··· Excerpted text ···

Waiting for Gregory also addresses the fact that although siblings and cousins may want to teach the baby a lot of things and play with him/her, it will take some time for the baby to grow. The story provides the assurance that eventually the child will grow up and be able to fish, build a snowman, and ride a pony.

The text is well written. It is a little long for children under the age of four, but I think it is well-suited for older children. The illustrations are very unusual and interesting to look at. They are a whimsical combination of oil paintings and sketches. I personally enjoyed looking at the sketches portraying the various myths.

I read the story to my two children, ages two and five. My five-year-old already knew that babies weren't delivered by storks. She thought it was silly to think such a thing. Nevertheless, she enjoyed the story, as did my two-year-old son, who enjoyed looking at the pictures.

··· Excerpted records ···

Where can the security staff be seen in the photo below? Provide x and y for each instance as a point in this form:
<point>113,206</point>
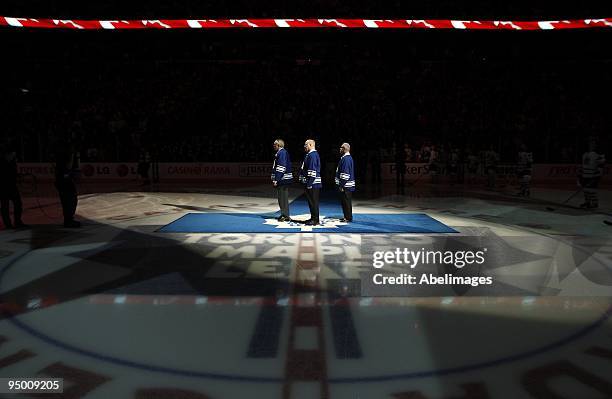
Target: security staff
<point>310,176</point>
<point>590,174</point>
<point>282,178</point>
<point>9,192</point>
<point>66,172</point>
<point>345,180</point>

···

The exercise → Rewrite everything in the review of Waiting for Gregory from "The text is" down to "at the pictures.", changing "sketches" to "drawings".

Result below →
The text is well written. It is a little long for children under the age of four, but I think it is well-suited for older children. The illustrations are very unusual and interesting to look at. They are a whimsical combination of oil paintings and drawings. I personally enjoyed looking at the drawings portraying the various myths.

I read the story to my two children, ages two and five. My five-year-old already knew that babies weren't delivered by storks. She thought it was silly to think such a thing. Nevertheless, she enjoyed the story, as did my two-year-old son, who enjoyed looking at the pictures.